(Etiquetas de puntos de objetos)
════════

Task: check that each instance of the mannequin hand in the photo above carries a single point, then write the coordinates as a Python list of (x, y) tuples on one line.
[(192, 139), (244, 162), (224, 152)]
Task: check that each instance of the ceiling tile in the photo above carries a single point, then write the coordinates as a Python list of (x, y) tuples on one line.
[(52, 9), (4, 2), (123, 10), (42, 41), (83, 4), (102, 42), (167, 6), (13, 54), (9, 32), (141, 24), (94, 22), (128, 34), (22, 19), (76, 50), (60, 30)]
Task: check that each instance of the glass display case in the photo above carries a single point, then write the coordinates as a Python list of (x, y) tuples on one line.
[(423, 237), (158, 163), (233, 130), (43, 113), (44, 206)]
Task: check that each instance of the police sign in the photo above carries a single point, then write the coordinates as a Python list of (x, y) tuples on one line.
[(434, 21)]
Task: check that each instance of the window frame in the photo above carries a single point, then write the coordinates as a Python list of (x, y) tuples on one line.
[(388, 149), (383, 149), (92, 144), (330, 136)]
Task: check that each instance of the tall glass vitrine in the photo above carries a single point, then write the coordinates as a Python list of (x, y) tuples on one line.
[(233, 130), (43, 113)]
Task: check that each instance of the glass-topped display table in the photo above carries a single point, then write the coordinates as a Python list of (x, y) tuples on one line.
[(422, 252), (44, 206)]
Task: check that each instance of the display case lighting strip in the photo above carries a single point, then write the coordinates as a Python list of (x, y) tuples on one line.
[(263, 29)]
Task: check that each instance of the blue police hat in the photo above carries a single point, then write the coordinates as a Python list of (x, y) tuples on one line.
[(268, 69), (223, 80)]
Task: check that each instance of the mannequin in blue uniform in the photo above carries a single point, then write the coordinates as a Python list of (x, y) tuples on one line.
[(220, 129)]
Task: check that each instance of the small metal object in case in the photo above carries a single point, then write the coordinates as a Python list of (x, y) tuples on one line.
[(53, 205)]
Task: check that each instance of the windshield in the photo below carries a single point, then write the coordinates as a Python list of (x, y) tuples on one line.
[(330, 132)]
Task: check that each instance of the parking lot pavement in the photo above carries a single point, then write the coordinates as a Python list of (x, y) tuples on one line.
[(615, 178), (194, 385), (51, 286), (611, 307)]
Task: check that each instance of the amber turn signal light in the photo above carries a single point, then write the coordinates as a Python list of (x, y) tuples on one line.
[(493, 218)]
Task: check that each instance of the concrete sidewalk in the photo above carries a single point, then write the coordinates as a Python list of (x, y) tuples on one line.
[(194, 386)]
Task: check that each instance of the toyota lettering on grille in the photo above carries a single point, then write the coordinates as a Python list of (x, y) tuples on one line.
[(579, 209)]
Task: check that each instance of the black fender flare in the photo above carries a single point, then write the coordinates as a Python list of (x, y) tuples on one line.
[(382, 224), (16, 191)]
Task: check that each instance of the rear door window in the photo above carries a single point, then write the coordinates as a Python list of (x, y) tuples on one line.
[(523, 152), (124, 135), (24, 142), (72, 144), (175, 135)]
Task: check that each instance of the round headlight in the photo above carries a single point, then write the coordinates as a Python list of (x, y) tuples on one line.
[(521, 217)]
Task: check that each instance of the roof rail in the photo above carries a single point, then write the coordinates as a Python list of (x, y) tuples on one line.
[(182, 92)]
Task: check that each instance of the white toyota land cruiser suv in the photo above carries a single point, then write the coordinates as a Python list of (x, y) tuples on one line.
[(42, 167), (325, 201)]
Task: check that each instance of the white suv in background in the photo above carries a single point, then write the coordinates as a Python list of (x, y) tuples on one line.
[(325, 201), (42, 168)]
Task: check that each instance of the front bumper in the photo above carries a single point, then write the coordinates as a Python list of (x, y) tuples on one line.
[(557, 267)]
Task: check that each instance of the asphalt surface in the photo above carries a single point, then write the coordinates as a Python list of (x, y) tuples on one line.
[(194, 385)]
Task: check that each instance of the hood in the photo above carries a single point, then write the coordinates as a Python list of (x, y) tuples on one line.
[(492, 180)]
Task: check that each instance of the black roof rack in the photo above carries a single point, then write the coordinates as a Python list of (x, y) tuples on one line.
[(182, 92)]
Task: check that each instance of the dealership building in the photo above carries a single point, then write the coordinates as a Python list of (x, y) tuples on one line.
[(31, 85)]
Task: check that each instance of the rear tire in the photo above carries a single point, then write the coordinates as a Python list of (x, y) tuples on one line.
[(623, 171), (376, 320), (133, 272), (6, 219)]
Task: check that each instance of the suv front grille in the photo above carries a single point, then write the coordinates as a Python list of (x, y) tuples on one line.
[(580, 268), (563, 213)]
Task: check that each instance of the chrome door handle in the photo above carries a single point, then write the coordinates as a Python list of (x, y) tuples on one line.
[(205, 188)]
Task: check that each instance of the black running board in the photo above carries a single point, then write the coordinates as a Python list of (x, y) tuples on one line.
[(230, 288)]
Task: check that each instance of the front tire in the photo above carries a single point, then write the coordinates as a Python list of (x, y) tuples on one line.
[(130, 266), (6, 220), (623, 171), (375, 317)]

════════

- [TAREA ESCRITA] ¿Puedes organizar todo el material anterior como una lista JSON de cadenas, con una cadena por cada línea y sin incluir las líneas en blanco?

- [RESPUESTA ESCRITA]
[
  "Task: check that each instance of the mannequin hand in the photo above carries a single point, then write the coordinates as a Python list of (x, y) tuples on one line.",
  "[(192, 139), (244, 162), (224, 152)]",
  "Task: check that each instance of the ceiling tile in the photo above carries a single point, then write the coordinates as a Python list of (x, y) tuples on one line.",
  "[(52, 9), (4, 2), (123, 10), (42, 41), (83, 4), (102, 42), (167, 6), (13, 54), (9, 32), (141, 24), (94, 22), (128, 34), (22, 19), (76, 50), (60, 30)]",
  "Task: check that each instance of the glass display case in the photo above carries a single point, then write the coordinates as a Python list of (x, y) tuples on one line.",
  "[(423, 237), (158, 163), (233, 130), (43, 113), (44, 206)]",
  "Task: check that each instance of the police sign in the photo above carries a single point, then write the coordinates as a Python list of (x, y) tuples on one line.",
  "[(434, 21)]",
  "Task: check that each instance of the window frame in the photo above carries a single point, then write the coordinates as a Python list of (x, y) tuples on one line.",
  "[(388, 149), (383, 149), (92, 144), (330, 136)]",
  "Task: check that each instance of the tall glass vitrine in the photo above carries a single point, then write the coordinates as a Python list of (x, y) tuples on one line.",
  "[(233, 130), (43, 113)]",
  "Task: check that each instance of the glass-topped display table in the photo above carries a single point, then write the coordinates as a Python list of (x, y) tuples on one line.",
  "[(422, 252), (44, 206)]",
  "Task: check that each instance of the display case lighting strip in the photo above carries a single point, then write the coordinates as a Python list of (x, y) tuples on one line.",
  "[(263, 29)]",
  "Task: check that each instance of the blue police hat in the photo above carries a single point, then write the coordinates as a Python list of (x, y) tuples on one line.",
  "[(268, 69), (223, 80)]",
  "Task: check that each instance of the mannequin in blue uniform in the photo above carries a single point, then write the coordinates as a Python list of (x, y) tuples on one line.",
  "[(220, 129)]",
  "Task: check that each instance of the small metal object in case in the photo above carries a single point, then write the coordinates as a Python list of (x, y) tuples on one line.",
  "[(53, 205)]",
  "Task: check that each instance of the windshield in the photo below carries a single point, then write the coordinates as a Python list of (x, y) tuples on one line.",
  "[(330, 132)]",
  "Task: check that each instance of the parking lot pavement in the photo above carries a single point, then write the coordinates as a Python list of (x, y) tuples on one line.",
  "[(615, 178), (194, 385), (51, 286), (611, 307)]",
  "Task: check that each instance of the amber turn signal light in the photo above carries a single point, then write the coordinates as a Python list of (x, y) tuples on one line.",
  "[(493, 218)]",
  "Task: check that each instance of the concrete sidewalk in the photo above carries a single point, then write the coordinates as a Python list of (x, y) tuples on one line.",
  "[(194, 386)]",
  "Task: check that each instance of the toyota lettering on grille in the photo above carries a single point, then write the coordinates as a Python list of (x, y) tuples on one line.",
  "[(579, 209)]",
  "Task: check that each instance of the black fender flare in the photo above carries a single point, then write the coordinates as a Python list of (x, y) tuples on one line.",
  "[(382, 224), (16, 191)]",
  "Task: check that each instance of the rear door window in the photo above carries a single point, then write the coordinates as a Python list of (x, y) tuples on one line.",
  "[(523, 152), (124, 135), (24, 142), (72, 144), (175, 135)]",
  "Task: check that each instance of the round headlight in the photo above carries a single point, then write the coordinates as a Python list of (x, y) tuples on one line.",
  "[(521, 217)]",
  "Task: check that each instance of the roof rail in the photo above carries a single point, then write the coordinates as a Python list of (x, y) tuples on one line.",
  "[(182, 92)]",
  "Task: check that each instance of the white toyota land cruiser suv in the photo above carries a single point, then write the coordinates as a Python list of (x, y) tuples on one line.",
  "[(42, 167), (325, 201)]",
  "Task: check that each instance of the white suv in background in the photo above carries a single point, then write the coordinates as a Python list of (x, y) tuples on one line.",
  "[(325, 201), (42, 168)]",
  "Task: check that each instance of the front bumper in the photo above carries a single point, then write the coordinates as a Python list of (x, y) tuples on one line.",
  "[(557, 267)]",
  "Task: check that each instance of the asphalt surface in the photo above carries a single point, then write the coordinates as a Python list of (x, y) tuples on one line.",
  "[(194, 385)]",
  "Task: check that each instance of the hood in the photo above carries a single point, then write the coordinates as a Python list of (x, y) tuples on one line.",
  "[(492, 180)]",
  "Task: check that each instance of the black roof rack in the photo above carries a single point, then write the coordinates as a Python list of (x, y) tuples on one line.",
  "[(182, 92)]",
  "Task: check that each instance of the dealership building in the photo above carries a single point, then write the coordinates as a Python list of (x, y) tuples on one line.",
  "[(31, 85)]",
  "Task: check that each instance of the rear tire in the photo above carries a single point, then write the coordinates as a Python list of (x, y) tuples on one line.",
  "[(623, 171), (376, 320), (133, 272), (6, 219)]",
  "Task: check that each instance of the suv front grille in the photo above carries a single point, then write the coordinates as a Python list of (x, y) tuples on one line.",
  "[(580, 268), (563, 213)]",
  "Task: check that each instance of the chrome door handle in the photo above carries a single point, then write the coordinates as a Python list of (x, y) tuples on one line.",
  "[(205, 188)]",
  "Task: check that each instance of the black running board in the photo above carries a single point, then write the coordinates as a Python list of (x, y) tuples on one line.",
  "[(230, 288)]",
  "Task: check that each instance of the front tire in the photo above carries a single point, then write the coordinates as a Python list of (x, y) tuples on one line.",
  "[(130, 266), (6, 220), (623, 171), (375, 317)]"
]